*** RECORDS SUPPLIED ***

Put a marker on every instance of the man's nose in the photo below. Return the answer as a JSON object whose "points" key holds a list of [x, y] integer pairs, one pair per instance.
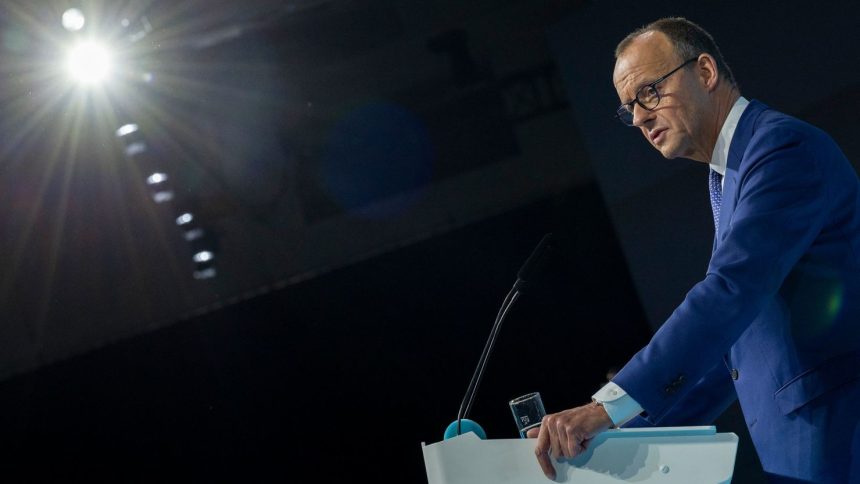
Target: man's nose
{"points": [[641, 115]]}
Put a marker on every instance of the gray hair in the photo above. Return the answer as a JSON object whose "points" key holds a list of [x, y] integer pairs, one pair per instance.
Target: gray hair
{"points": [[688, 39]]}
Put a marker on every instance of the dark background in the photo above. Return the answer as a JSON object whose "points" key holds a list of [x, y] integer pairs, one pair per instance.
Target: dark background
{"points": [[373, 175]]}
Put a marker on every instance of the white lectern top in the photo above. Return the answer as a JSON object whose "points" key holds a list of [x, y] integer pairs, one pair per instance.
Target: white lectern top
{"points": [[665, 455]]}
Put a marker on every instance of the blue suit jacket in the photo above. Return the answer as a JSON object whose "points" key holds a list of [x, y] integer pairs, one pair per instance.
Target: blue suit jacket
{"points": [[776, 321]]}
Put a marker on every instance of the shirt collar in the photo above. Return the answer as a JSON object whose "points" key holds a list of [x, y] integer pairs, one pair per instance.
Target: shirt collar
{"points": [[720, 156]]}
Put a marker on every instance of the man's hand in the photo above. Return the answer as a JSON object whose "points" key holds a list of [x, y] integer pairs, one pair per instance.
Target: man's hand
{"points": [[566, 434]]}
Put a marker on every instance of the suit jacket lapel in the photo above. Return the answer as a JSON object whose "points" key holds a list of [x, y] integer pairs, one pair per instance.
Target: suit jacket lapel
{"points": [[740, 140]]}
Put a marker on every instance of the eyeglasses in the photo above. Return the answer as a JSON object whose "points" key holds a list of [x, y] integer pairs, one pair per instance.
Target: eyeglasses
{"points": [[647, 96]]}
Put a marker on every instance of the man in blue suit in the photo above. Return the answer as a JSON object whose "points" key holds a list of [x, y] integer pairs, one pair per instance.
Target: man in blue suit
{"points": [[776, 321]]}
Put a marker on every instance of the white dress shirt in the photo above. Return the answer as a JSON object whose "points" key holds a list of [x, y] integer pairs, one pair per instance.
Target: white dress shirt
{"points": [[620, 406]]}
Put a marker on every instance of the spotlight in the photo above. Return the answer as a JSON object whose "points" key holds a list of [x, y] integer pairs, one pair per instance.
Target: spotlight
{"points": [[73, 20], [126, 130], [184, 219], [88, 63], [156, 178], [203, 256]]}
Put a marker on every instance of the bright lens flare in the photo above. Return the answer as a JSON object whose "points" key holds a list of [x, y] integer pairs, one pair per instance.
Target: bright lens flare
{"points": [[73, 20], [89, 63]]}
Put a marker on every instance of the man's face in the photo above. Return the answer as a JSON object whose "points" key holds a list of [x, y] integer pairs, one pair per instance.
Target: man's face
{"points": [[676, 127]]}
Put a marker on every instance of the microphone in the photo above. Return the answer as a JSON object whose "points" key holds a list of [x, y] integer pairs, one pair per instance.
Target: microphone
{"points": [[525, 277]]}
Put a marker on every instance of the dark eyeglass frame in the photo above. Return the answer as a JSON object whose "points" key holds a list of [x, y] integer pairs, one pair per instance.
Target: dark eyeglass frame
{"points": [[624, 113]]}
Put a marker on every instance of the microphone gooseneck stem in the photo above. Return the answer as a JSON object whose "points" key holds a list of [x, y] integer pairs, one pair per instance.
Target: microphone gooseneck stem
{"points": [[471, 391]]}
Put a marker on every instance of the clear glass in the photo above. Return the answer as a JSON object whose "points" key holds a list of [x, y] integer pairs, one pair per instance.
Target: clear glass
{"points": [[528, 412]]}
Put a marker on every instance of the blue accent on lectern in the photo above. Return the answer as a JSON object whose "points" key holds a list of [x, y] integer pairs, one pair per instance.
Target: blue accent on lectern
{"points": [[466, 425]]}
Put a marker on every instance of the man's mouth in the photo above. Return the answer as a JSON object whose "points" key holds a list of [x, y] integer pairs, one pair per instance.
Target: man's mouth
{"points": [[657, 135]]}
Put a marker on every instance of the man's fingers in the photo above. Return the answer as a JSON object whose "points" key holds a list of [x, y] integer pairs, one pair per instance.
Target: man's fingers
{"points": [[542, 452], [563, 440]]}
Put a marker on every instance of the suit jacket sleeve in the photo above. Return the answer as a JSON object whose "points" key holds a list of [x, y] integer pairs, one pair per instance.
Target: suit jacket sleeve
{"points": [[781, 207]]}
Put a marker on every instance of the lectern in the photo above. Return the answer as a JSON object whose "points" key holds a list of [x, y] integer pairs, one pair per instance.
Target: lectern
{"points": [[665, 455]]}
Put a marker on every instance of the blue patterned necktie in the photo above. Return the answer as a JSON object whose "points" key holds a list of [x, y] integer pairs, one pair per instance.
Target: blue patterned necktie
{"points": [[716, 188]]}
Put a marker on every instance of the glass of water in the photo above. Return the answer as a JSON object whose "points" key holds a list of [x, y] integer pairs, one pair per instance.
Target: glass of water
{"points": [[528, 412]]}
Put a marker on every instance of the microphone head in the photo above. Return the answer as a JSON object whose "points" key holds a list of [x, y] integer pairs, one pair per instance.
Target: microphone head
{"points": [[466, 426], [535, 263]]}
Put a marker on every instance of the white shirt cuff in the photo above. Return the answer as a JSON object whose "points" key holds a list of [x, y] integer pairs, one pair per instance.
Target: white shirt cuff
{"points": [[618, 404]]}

*** End of RECORDS SUPPLIED ***

* [WHAT IS EXPECTED]: Any pictures are to be skipped, and the lines from the beginning of the entries through the line with "Put a marker on every instance of the man in" copied exactly.

* [FINISHED EXERCISE]:
Put a marker on every instance of the man's nose in the photo below. Return the answer as a JSON object whose "points" key holds a list of [x, y] integer pairs, one pair per instance.
Target: man's nose
{"points": [[641, 115]]}
Put a marker on every instance of the gray hair in the photo above. Return the answer as a JSON object whose "points" key holds a list of [x, y] integer pairs, one pair per instance.
Target: gray hair
{"points": [[688, 39]]}
Put a marker on every instance of the dark background in the photo above. Return the answer as a JSON object whose "points" key holds a list of [x, y] integer pairs, one pair per instance.
Target: dark background
{"points": [[373, 175]]}
Put a marker on every instance of the white lectern top in the photo above. Return the answer as a JSON object whose "points" key holds a list of [x, y] integer pairs, one pair per instance.
Target: white lectern top
{"points": [[665, 455]]}
Put a marker on every instance of the blue suit jacket in the photo above. Return the answer as a JSON object whose "points" key holds a list of [x, y] integer pairs, one pair per instance.
Target: blue suit jacket
{"points": [[776, 321]]}
Put a marker on every instance of the shirt collar in the photo above. Return the answer as a JSON object whose "points" key holds a list of [x, y] integer pairs, one pair per instance.
Target: shirt collar
{"points": [[720, 156]]}
Put a marker on every instance of the man's hand in the photo above. Return the answer as a JSON object whose "points" key holds a list of [x, y] integer pairs, one pair per instance.
Target: man's hand
{"points": [[566, 434]]}
Put a marker on every instance of the suit jacket lapel in the photo above. Return the answer as a JSON object whose "points" key holds a list of [x, y] integer pairs, one pair per instance.
Target: suit jacket lapel
{"points": [[740, 140]]}
Put a marker on every instance of the eyeglasses in the photo above. Return the answer as a JSON object whose "points" key holds a list of [x, y] integer pairs, one pair per instance.
Target: eyeglasses
{"points": [[647, 96]]}
Put a marker on every instance of the man in blue suit in the photo above. Return the answer as a JSON object whose "points" key holds a list of [x, y] integer pairs, one pair per instance.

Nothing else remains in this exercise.